WORK TO COMPLETE:
A: In the article on cash out refinancing, which trend is said to have contributed to the housing crisis 15 years ago?
B: Continue the article on cash out refinancing from its final sentence.

TEXT SHOWN:
▬▬▬▬▬▬

Cash Out Refis Making a Comeback
by Rob Stoll, CFP®, CFA Financial Advisor & Chief Financial Officer / February 25, 2021Banks and consumers have a long history of having short memories. Financial mistakes made by one generation of bankers and consumers are inevitably repeated by following generations. In the housing market, we’re watching a trend that contributed to the housing crisis 15 years ago: Cash out refis are making a comeback.
What is a Cash Out Refi?
With mortgage rates dropping significantly in the last 12 months, many people have rightly taken advantage of this to refinance their mortgage. By locking in a lower rate, you can save tens of thousands of dollars in interest over the life of your loan and even shorten the term for little extra cost. It’s a win-win that frees up monthly cash flow for other purposes, such as saving for a child’s college education.
We’ve noted in previous posts how the collapse in mortgage rates has boosted home prices. Rising home prices have unfortunately offset most of the benefit from lower mortgage rates, as many current home buyers are finding out.

▬▬▬▬▬▬

MATERIAL SUPPLIED:
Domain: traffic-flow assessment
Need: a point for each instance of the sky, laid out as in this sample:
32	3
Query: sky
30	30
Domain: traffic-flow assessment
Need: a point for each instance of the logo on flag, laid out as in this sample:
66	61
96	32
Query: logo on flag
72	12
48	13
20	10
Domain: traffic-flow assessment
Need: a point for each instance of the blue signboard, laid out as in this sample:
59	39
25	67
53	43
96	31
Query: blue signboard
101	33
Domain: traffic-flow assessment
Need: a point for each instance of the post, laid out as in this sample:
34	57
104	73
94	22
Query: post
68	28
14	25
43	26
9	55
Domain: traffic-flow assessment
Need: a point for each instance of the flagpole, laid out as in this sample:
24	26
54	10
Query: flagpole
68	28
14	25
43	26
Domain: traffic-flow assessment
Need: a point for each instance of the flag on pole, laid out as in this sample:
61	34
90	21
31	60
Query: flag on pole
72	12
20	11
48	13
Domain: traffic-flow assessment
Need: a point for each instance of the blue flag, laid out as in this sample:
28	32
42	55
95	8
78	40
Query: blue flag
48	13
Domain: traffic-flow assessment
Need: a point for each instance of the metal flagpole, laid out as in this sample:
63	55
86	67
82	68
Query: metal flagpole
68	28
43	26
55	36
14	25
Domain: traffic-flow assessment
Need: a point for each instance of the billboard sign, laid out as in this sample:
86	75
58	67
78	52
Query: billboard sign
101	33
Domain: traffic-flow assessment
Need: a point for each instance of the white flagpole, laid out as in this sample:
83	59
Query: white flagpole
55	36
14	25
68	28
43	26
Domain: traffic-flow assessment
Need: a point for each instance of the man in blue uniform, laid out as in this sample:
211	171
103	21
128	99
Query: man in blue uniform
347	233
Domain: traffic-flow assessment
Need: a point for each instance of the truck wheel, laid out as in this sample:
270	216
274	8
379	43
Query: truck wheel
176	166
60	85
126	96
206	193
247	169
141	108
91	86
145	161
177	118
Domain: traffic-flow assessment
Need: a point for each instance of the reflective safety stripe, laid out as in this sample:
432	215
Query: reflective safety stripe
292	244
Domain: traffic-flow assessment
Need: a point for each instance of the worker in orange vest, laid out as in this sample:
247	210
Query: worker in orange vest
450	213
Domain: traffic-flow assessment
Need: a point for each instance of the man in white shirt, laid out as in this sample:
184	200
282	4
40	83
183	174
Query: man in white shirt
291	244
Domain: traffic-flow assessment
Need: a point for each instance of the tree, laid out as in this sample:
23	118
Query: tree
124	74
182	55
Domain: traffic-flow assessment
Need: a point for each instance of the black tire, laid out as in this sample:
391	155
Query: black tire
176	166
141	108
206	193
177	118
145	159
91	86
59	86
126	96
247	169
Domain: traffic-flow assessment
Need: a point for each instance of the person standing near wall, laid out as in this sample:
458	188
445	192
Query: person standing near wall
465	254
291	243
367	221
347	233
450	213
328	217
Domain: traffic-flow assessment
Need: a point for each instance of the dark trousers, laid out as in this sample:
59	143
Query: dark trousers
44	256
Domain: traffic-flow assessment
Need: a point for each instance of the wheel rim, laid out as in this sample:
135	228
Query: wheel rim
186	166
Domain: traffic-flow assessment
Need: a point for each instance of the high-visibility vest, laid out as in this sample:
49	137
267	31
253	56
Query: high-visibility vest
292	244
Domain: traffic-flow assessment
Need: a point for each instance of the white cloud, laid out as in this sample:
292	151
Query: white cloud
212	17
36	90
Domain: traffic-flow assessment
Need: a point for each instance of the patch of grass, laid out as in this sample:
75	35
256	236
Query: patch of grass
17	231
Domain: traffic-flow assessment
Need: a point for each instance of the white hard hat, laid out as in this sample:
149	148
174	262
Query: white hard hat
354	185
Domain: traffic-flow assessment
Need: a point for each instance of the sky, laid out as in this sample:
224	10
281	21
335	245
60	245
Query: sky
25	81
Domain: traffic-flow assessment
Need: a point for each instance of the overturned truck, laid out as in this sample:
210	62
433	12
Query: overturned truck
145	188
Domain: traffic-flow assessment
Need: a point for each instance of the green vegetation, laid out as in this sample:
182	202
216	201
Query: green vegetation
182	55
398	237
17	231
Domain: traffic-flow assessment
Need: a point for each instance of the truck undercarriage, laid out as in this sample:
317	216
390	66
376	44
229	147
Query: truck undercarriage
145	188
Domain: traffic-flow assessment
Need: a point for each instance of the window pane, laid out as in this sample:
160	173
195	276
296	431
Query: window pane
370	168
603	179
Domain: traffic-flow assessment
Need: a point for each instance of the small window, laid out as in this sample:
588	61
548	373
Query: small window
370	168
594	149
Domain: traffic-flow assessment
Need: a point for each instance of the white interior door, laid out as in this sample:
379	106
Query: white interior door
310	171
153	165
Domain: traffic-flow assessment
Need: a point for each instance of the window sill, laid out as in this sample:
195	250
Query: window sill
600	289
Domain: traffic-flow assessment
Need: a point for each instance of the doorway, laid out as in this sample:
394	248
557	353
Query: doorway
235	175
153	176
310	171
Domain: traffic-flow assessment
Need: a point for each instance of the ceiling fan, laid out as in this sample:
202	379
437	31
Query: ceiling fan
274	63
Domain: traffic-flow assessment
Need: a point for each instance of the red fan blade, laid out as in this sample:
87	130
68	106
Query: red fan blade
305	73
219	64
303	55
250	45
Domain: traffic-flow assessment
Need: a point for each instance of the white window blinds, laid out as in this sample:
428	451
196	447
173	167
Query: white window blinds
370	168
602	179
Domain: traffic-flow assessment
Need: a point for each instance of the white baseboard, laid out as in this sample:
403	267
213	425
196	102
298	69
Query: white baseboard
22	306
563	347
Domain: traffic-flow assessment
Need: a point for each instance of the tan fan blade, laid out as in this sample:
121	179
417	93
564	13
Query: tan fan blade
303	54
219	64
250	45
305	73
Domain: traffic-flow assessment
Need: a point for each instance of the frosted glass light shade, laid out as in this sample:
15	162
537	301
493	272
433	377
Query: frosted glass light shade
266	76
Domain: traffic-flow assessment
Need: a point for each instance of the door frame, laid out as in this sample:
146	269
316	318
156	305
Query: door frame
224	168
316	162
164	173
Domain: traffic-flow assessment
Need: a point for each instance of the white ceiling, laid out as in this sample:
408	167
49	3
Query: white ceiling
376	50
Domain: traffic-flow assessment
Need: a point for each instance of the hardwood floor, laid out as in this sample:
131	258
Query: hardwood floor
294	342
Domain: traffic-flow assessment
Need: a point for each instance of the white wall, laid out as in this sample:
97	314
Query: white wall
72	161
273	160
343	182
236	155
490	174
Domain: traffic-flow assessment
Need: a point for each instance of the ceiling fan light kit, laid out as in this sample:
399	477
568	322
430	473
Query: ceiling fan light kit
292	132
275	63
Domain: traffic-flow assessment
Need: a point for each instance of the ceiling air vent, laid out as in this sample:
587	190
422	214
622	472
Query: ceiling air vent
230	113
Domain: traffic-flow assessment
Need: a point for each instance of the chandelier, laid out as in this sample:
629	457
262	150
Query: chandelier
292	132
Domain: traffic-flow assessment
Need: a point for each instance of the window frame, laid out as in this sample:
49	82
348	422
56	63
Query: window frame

▬▬▬▬▬▬

EXERCISE RESULTS:
A: Cash out refis

B:
But for people who are refinancing a mortgage and staying in their home, the rise in home prices has opened up opportunities to “cash out” some of those gains. Here’s how it works.
In this hypothetical example, this family bought a house and put down 20% of the purchase. Two years later mortgage rates have dropped from 5.00% to 3.00% and they’re thinking of refinancing. After speaking with their banker, they’re given two choices:
- Refinance their current mortgage balance of $232,737 into a new 30-year mortgage at 3.00%. Doing so would cut their monthly mortgage payment by $300, from $1,288/mo to just $981/mo
- Take advantage of the fact their home price has increased by $50,000 and do a cash-out refi, keeping the loan/value at 80% and receiving the difference of $47,263 in cash
We’re all human and when presented with an opportunity to get a sizeable chunk of cash, most of us are gonna take it. This family was still able to reduce their monthly mortgage payment by $100, and they get cash to boot! What’s not to like?!?
Is the Comeback in Cash Out Refis a Sign of a Housing Bubble?
Cash-out refis are a relatively recent phenomenon in the world of personal finance. They became quite popular starting in the late 1990s and early 2000s as home prices rose and mortgage rates dropped.
There isn’t a lot of long-term data on the total size of cash-out refis in the U.S., but the New York Federal Reserve and Equifax have attempted to quantify this in the chart below:
Cash-out refis were very popular in the wake of the Fed’s move to slash interest rates in response to the tech bubble and 9/11. At the time, the universal belief with consumers and banks was that nationwide home prices never went down.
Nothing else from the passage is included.